Goal of the exercise
Print the passage of the article on measuring bias in LLM judges from "- Criterion or" up to and including "disguised positional bias.", word for word.

Document section

Enterprises increasingly rely on large language models (LLMs) to evaluate other AI systems — a practice known as LLM-as-a-judge. However, according to a new paper by Usami, Hiroyasu, Hara, Keisuke, Tsuboi, Ayato, and Matsuda, Naohiko on arXiv (arXiv:2606.15610), these judicial LLMs often carry hidden biases that distort assessments. The researchers argue that a judge should be reported as a measurement instrument, not just a scalar accuracy or win-rate device.
The team introduces a Judge Datasheet protocol that measures several key psychometric properties:
- Dark current: response under true-vacuum inputs (e.g., empty prompts)
- Stable cross-sensitivity: variation due to same-quality surface changes
- Positional false preference: bias toward answers in a certain position
- Target sensitivity: response to controlled quality differences (a "ladder" of quality)
- Criterion or operating point: induced by tie-breaking instructions
The protocol also performs a direction-stability decomposition to distinguish whether an apparent preference (Delta0) comes from stable surface response or disguised positional bias.
Case Study: Three Open-Weight Models
In a case study of three open-weight LLMs, the authors found stark differences:
- Llama-3.1-8B shows high dark current and presentation-conflicted Delta0 behavior — meaning it responds even to null inputs and its preferences shift with surface formatting.
- Qwen2.5-14B is described as "vacuum-clean" (low dark current) and target-sensitive, but it mixes stable and positional over-discrimination.
- Qwen2.5-32B is also vacuum-clean with low stable cross-sensitivity and low positional false preference.
| Model | Dark Current | Stable Cross-Sensitivity | Positional False Preference | Target Sensitivity |
|---|---|---|---|---|
| Llama-3.1-8B | High | High (conflicted) | High | Low |
| Qwen2.5-14B | Low (vacuum-clean) | Mixed | Over-discrimination | High |
| Qwen2.5-32B | Low (vacuum-clean) | Low | Low | Moderate |
Tie Instructions and Criterion Shift
The study also examined how tie-breaking instructions affect results. A strict tie criterion eliminates Qwen2.5-32B's Delta0 false preference but absorbs marginal Delta1 target signals into ties, while preserving sensitivity to larger quality gaps (Delta5). The authors conclude: "prompting moves the criterion, not the resolution" — meaning instructions change the threshold for judging tie vs. preference, but do not sharpen the model's ability to discriminate fine quality differences.
The researchers explicitly state they do not claim confirmation of the downstream mechanism hypothesis that motivated the work. Instead, the contribution is a metrological protocol for measuring the measuring device before downstream claims are made.
Implications for Enterprise AI Procurement
For CTOs and technology leaders deploying LLM-based evaluation in areas like supply chain AI, customer service bots, or document processing, this protocol offers a way to vet evaluator models before trusting their outputs. High dark current or positional bias could lead to incorrect vendor selection or flawed model performance benchmarks. The Judge Datasheet provides a standardised, reproducible method to assess bias—critical as AI evaluation becomes a core enterprise function.

Entries provided
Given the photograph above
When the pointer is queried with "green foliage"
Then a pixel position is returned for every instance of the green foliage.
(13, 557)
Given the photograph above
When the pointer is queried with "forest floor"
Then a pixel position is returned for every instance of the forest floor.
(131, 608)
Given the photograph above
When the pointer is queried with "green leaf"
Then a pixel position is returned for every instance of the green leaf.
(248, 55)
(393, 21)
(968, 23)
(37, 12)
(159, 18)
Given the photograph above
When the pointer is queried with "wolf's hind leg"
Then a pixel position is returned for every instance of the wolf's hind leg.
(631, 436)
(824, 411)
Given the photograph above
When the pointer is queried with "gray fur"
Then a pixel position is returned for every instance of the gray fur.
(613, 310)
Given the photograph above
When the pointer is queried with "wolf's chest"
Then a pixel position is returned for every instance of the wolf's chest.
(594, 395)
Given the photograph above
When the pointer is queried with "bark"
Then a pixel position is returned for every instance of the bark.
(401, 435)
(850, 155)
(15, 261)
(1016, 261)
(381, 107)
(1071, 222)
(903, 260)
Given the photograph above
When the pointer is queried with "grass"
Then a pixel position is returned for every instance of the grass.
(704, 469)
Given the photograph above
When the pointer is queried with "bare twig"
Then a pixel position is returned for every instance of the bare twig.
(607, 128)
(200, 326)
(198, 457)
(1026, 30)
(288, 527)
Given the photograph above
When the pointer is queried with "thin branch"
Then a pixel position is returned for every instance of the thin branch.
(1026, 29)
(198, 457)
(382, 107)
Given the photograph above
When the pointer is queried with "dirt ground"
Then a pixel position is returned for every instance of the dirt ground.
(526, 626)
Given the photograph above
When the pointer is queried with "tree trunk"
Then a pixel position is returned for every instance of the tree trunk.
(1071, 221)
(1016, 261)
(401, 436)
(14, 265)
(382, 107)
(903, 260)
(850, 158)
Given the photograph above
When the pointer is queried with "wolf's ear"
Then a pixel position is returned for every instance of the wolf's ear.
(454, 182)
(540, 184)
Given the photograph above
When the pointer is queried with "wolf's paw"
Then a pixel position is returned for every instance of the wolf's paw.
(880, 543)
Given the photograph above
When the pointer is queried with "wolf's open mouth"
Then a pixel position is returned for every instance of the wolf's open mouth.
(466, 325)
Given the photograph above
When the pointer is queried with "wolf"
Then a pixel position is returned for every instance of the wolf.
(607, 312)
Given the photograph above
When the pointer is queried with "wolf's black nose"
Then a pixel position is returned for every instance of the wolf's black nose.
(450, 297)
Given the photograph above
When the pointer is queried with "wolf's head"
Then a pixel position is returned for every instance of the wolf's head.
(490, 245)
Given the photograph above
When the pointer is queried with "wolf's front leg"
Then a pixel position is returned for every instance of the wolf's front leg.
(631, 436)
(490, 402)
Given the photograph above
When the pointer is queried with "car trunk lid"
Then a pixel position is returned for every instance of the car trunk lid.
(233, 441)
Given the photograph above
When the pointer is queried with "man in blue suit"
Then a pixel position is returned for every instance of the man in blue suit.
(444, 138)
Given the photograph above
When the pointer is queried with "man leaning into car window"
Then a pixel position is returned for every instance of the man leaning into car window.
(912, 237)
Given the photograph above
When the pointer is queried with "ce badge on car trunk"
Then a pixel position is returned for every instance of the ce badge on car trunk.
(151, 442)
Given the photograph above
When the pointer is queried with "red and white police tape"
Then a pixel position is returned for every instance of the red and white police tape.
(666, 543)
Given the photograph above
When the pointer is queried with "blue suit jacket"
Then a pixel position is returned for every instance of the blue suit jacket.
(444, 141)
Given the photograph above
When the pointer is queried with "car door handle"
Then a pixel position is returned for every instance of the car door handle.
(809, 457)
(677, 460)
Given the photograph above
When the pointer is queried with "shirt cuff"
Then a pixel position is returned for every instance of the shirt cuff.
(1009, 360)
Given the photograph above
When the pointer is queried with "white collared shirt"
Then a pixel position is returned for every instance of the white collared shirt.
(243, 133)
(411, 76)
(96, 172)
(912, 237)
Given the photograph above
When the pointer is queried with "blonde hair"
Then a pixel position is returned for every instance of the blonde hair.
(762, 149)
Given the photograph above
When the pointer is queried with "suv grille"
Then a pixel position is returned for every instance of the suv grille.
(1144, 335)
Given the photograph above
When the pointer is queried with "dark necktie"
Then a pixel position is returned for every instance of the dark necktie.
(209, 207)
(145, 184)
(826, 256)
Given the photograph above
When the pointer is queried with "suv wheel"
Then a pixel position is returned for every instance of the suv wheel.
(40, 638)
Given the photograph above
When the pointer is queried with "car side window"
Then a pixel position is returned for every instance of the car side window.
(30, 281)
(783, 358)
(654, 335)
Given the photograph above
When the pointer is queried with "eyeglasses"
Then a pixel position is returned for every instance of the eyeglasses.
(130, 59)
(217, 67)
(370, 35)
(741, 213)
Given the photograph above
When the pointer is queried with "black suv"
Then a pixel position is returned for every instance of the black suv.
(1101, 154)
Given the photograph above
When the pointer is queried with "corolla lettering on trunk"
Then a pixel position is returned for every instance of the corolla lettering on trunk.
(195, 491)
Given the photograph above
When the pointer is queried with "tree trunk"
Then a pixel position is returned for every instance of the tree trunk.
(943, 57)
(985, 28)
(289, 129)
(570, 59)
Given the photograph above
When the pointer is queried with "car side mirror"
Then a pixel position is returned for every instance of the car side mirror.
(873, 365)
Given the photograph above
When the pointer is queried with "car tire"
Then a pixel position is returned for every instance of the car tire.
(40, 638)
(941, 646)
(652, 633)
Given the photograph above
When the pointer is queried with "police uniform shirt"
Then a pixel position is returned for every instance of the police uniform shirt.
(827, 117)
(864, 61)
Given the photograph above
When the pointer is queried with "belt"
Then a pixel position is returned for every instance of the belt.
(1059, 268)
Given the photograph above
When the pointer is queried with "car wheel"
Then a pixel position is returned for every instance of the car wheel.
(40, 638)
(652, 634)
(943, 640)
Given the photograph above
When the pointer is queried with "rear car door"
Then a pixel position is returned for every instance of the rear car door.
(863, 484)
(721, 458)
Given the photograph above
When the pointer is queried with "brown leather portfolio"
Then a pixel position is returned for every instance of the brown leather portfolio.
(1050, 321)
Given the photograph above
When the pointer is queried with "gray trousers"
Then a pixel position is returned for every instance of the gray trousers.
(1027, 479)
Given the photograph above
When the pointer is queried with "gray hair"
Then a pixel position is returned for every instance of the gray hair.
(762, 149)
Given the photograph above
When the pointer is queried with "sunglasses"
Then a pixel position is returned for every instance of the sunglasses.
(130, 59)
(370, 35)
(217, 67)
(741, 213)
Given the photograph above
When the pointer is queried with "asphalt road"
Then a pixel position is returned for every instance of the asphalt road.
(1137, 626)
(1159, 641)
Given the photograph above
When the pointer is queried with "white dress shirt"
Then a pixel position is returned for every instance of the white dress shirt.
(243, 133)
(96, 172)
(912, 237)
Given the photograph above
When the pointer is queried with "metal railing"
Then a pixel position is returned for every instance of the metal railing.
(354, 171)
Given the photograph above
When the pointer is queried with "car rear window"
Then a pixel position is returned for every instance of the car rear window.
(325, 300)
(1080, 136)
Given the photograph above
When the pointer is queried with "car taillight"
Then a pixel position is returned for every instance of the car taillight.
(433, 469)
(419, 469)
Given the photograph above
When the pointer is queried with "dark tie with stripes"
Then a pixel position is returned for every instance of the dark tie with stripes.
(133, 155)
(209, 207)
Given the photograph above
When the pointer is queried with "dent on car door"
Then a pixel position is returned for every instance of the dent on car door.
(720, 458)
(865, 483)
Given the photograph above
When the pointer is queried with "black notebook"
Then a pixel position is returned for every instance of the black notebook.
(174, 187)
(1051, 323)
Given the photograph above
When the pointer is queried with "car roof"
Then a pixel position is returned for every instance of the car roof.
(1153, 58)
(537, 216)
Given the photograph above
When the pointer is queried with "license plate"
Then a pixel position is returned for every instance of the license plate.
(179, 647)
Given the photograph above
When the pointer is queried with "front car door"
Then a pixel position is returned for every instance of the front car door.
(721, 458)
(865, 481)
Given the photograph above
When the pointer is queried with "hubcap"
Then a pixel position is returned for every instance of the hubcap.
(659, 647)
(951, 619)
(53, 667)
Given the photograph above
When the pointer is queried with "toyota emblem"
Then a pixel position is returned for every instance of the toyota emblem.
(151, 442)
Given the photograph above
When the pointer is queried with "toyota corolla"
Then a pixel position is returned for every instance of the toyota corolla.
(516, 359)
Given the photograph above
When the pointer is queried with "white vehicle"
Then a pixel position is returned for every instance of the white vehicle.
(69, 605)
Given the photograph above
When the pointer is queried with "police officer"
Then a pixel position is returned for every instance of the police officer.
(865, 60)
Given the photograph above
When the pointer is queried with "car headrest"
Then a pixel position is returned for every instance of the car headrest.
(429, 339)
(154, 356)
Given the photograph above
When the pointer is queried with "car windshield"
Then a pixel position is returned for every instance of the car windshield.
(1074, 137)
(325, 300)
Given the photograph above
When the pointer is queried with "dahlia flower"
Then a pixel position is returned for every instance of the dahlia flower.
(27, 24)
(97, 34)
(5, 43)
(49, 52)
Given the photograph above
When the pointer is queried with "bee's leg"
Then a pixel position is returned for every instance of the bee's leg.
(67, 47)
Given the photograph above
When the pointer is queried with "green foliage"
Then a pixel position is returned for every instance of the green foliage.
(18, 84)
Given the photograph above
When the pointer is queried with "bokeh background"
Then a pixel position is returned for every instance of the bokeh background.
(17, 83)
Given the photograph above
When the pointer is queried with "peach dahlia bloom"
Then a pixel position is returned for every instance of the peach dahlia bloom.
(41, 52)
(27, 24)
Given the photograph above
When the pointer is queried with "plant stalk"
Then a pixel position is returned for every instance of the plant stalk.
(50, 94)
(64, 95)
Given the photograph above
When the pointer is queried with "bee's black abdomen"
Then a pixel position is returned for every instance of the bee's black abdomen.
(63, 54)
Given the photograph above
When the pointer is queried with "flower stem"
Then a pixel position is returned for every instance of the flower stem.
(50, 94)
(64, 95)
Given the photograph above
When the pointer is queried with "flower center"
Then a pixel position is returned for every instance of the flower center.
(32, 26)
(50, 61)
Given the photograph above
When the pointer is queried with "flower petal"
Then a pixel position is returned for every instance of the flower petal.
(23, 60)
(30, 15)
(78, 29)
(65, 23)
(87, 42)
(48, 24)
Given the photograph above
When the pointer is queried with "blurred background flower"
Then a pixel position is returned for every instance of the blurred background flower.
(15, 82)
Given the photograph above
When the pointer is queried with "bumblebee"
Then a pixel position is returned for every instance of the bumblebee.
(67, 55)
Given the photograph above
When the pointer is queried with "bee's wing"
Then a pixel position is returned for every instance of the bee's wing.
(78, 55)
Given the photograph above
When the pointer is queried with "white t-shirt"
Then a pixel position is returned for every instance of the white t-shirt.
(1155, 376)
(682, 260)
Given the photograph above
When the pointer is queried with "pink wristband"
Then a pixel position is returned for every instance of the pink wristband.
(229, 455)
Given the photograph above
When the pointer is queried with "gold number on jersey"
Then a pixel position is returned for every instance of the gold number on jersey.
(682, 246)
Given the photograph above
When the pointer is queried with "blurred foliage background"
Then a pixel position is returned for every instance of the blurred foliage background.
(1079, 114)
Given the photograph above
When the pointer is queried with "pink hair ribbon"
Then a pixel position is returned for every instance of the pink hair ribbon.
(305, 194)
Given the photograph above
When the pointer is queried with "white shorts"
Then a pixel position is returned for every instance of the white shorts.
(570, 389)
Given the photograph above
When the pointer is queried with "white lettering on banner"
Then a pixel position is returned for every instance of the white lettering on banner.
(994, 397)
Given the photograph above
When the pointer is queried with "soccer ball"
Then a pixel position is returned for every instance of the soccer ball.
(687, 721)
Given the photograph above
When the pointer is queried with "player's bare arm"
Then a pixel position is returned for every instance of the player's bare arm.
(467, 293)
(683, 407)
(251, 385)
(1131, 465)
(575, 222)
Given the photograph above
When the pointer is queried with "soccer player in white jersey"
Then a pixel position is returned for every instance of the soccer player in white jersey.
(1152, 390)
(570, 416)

Solution to the problem
- Criterion or operating point: induced by tie-breaking instructions
The protocol also performs a direction-stability decomposition to distinguish whether an apparent preference (Delta0) comes from stable surface response or disguised positional bias.